**Data for the task**:
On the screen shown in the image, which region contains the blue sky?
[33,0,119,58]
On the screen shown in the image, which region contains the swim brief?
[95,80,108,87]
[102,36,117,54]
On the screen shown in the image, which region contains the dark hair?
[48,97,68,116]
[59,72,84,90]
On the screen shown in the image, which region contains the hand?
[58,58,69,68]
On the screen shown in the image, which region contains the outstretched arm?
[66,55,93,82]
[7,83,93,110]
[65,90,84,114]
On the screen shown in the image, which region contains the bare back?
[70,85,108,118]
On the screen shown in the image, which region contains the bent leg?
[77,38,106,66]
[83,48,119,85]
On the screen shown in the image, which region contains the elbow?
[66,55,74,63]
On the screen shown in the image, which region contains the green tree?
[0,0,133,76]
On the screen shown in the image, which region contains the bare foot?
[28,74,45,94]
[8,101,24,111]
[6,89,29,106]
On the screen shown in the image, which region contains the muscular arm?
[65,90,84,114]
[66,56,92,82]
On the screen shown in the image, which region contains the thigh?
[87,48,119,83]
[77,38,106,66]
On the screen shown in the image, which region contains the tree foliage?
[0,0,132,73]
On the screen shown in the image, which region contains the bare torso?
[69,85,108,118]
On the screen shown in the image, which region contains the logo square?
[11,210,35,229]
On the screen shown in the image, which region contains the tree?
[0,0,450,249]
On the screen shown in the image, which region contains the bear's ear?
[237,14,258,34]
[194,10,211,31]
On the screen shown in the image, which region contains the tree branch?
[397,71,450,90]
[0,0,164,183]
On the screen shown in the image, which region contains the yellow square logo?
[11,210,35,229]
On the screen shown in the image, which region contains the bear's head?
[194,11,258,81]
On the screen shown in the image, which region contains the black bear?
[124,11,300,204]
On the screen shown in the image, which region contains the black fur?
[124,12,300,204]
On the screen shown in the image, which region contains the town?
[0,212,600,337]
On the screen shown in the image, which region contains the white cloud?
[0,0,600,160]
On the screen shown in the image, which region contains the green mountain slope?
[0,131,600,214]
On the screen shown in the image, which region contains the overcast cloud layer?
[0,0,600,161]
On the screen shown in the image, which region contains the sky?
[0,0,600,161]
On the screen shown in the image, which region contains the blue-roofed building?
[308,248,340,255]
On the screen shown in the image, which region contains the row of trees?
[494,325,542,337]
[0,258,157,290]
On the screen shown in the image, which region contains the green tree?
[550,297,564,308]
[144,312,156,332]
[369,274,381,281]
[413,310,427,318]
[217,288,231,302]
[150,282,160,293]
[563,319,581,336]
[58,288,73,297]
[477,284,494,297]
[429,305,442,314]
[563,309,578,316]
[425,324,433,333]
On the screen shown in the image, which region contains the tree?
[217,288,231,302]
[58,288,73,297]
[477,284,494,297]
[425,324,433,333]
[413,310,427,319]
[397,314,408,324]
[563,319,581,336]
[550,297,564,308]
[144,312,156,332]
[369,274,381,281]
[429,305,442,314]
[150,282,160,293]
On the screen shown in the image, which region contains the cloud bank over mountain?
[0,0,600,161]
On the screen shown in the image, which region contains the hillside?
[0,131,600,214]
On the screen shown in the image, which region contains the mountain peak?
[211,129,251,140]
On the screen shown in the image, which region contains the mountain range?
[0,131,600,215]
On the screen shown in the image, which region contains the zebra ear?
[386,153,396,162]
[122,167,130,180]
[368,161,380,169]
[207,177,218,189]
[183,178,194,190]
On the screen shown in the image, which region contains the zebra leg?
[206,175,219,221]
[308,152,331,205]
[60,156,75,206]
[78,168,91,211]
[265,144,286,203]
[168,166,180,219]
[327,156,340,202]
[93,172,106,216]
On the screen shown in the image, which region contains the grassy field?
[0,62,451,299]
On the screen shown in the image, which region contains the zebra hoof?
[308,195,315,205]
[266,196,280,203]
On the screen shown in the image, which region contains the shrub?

**What this task involves**:
Output these lines as a numbered list, leaving out any blank lines.

**The response**:
1. On the screen shown in the image, which region contains the blue sky?
2. [33,0,119,58]
3. On the screen shown in the image, which region contains the swim brief?
4. [95,80,108,87]
5. [102,36,117,54]
6. On the screen shown in the image, which region contains the dark hair?
7. [48,97,68,116]
8. [59,72,84,90]
9. On the screen shown in the image, which region contains the hand?
10. [58,58,69,68]
11. On the screen shown in the image, which region contains the outstretched arm?
12. [66,55,93,82]
13. [7,83,93,110]
14. [65,90,84,114]
15. On the screen shown in the image, which region contains the bare back?
16. [70,85,108,118]
17. On the screen shown in the image, which region contains the bent leg?
18. [77,38,106,66]
19. [83,48,119,85]
20. On the screen shown in the image, which region contains the elbow?
21. [66,55,74,63]
22. On the screen shown in the image, which region contains the green tree?
23. [0,0,133,76]
24. On the screen shown in the image, which region contains the bare foot?
25. [28,74,45,94]
26. [8,101,24,111]
27. [6,89,29,106]
28. On the screen shown in the image, which region contains the muscular arm?
29. [65,90,84,114]
30. [66,56,92,82]
31. On the screen shown in the image, which region contains the thigh?
32. [87,48,119,83]
33. [77,38,106,66]
34. On the screen shown in the image, which region contains the tree foliage?
35. [0,0,132,73]
36. On the screen shown in the image, which region contains the bare torso?
37. [69,85,108,118]
38. On the screen shown in the image, which region contains the logo square?
39. [11,210,35,229]
40. On the screen shown in the image, which region contains the tree?
41. [0,0,450,249]
42. On the screen shown in the image, which region contains the bear's ear?
43. [237,14,258,34]
44. [194,10,211,31]
45. On the screen shown in the image, which region contains the tree branch?
46. [397,71,450,90]
47. [0,0,164,183]
48. On the screen shown in the image, which region contains the yellow square logo?
49. [11,210,35,229]
50. On the screen shown in the image, which region contains the bear's head?
51. [194,11,258,81]
52. On the screen shown in the image, which region contains the black bear?
53. [124,11,300,204]
54. On the screen shown in the image, which region contains the black fur?
55. [124,12,300,204]
56. On the screen shown in the image, which region contains the town?
57. [0,212,600,337]
58. On the screen shown in the image, which region contains the white cloud?
59. [0,0,600,160]
60. On the screen shown in the image, which region contains the green mountain slope?
61. [0,131,600,214]
62. On the screen shown in the image, which region contains the overcast cloud layer?
63. [0,0,600,161]
64. On the screen shown in the image, which region contains the sky?
65. [0,0,600,161]
66. On the screen shown in the image, which region contains the blue-roofed building?
67. [308,248,340,255]
68. On the screen shown in the image, which region contains the row of trees?
69. [494,325,542,337]
70. [0,258,157,290]
71. On the screen shown in the image, which region contains the green tree?
72. [550,297,564,308]
73. [144,312,156,332]
74. [369,274,381,281]
75. [413,310,427,318]
76. [217,288,231,302]
77. [150,282,160,293]
78. [563,319,581,336]
79. [58,288,73,297]
80. [477,284,494,297]
81. [429,305,442,314]
82. [563,309,578,316]
83. [425,324,433,333]
84. On the screen shown in the image, which region contains the tree?
85. [217,288,231,302]
86. [58,288,73,297]
87. [477,284,494,297]
88. [425,324,433,333]
89. [413,310,427,319]
90. [397,314,408,324]
91. [563,319,581,336]
92. [550,297,564,308]
93. [144,312,156,332]
94. [369,274,381,281]
95. [429,305,442,314]
96. [150,282,160,293]
97. On the screen shown in the image, which region contains the cloud bank over mountain?
98. [0,0,600,161]
99. On the screen shown in the image, which region contains the hillside?
100. [0,131,600,214]
101. On the screen shown in the image, which region contains the mountain peak?
102. [211,129,251,140]
103. On the screen shown in the image, which region contains the mountain range?
104. [0,131,600,215]
105. On the screen shown in the image, which region contains the zebra ear?
106. [386,153,396,162]
107. [122,167,130,180]
108. [368,161,380,169]
109. [207,177,218,189]
110. [183,178,194,190]
111. On the screen shown in the image, which region contains the zebra leg?
112. [206,175,219,221]
113. [308,152,331,205]
114. [60,156,75,206]
115. [78,168,91,211]
116. [265,144,286,203]
117. [168,166,180,219]
118. [327,156,340,202]
119. [93,172,106,216]
120. On the screen shown in the image, which region contains the grassy field?
121. [0,62,451,299]
122. On the screen shown in the image, which region contains the zebra hoof?
123. [308,195,315,205]
124. [266,196,280,203]
125. On the screen shown in the image, which region contains the shrub?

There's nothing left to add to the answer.